[Dataset entries]
▼▼▼

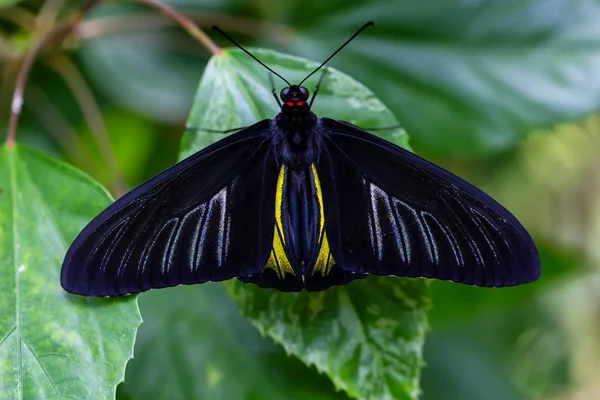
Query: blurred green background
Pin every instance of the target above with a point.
(503, 93)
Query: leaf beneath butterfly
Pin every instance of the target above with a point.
(366, 337)
(52, 344)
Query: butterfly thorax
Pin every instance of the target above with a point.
(295, 130)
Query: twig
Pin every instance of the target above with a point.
(48, 13)
(91, 29)
(184, 22)
(57, 34)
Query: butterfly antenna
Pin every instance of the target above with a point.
(216, 28)
(365, 26)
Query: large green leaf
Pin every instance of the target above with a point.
(52, 344)
(462, 76)
(367, 337)
(208, 351)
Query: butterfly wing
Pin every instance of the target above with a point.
(208, 218)
(390, 212)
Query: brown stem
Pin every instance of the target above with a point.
(17, 98)
(58, 126)
(57, 34)
(48, 13)
(91, 29)
(184, 22)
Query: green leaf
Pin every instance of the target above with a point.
(209, 351)
(235, 92)
(53, 344)
(367, 337)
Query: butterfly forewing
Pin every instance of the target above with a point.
(208, 218)
(390, 212)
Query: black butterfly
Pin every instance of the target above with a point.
(299, 202)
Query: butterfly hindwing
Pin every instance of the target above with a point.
(390, 212)
(208, 218)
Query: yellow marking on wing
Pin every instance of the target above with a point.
(278, 261)
(324, 261)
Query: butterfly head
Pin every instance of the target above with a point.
(294, 98)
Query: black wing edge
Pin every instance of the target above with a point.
(353, 155)
(81, 272)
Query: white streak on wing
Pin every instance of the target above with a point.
(221, 200)
(372, 235)
(201, 211)
(430, 238)
(391, 217)
(376, 194)
(420, 228)
(458, 256)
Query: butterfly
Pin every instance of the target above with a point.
(297, 203)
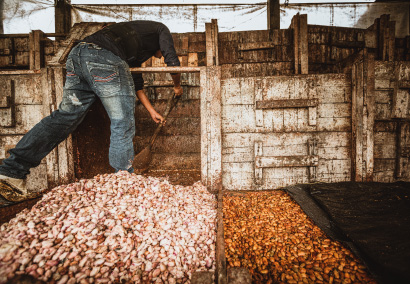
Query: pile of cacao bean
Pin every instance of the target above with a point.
(270, 235)
(114, 228)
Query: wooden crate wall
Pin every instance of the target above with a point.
(392, 121)
(21, 107)
(14, 52)
(283, 130)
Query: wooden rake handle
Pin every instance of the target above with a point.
(172, 101)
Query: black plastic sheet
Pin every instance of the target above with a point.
(372, 219)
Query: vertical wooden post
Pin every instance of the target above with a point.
(273, 15)
(295, 27)
(258, 152)
(312, 151)
(211, 152)
(357, 120)
(300, 43)
(36, 51)
(62, 17)
(1, 17)
(369, 101)
(402, 149)
(211, 34)
(386, 33)
(303, 44)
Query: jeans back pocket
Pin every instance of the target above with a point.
(72, 78)
(105, 78)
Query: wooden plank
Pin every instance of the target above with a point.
(31, 50)
(303, 44)
(312, 112)
(369, 77)
(211, 33)
(204, 126)
(38, 56)
(65, 149)
(359, 130)
(214, 122)
(312, 151)
(402, 150)
(49, 104)
(295, 27)
(221, 270)
(170, 69)
(383, 36)
(215, 40)
(258, 151)
(391, 40)
(356, 125)
(258, 98)
(400, 96)
(256, 45)
(286, 161)
(192, 59)
(290, 103)
(273, 7)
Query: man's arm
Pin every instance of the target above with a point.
(177, 84)
(147, 104)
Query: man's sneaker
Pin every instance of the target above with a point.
(13, 191)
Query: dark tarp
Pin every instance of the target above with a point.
(372, 219)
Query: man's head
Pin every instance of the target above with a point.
(158, 54)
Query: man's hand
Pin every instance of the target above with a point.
(178, 91)
(156, 117)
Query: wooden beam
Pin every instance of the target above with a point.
(357, 121)
(171, 69)
(36, 51)
(312, 151)
(286, 161)
(295, 27)
(273, 15)
(303, 44)
(369, 100)
(256, 45)
(291, 103)
(211, 124)
(391, 41)
(211, 34)
(62, 15)
(258, 151)
(300, 43)
(402, 149)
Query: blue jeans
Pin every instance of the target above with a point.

▲▲▲

▶ **BRIEF**
Gather up the lines containing the word "black" from these records and copy them.

▶ **PROBLEM SOLUTION**
Query: black butterfly
Query: black wing edge
Query: black plastic sheet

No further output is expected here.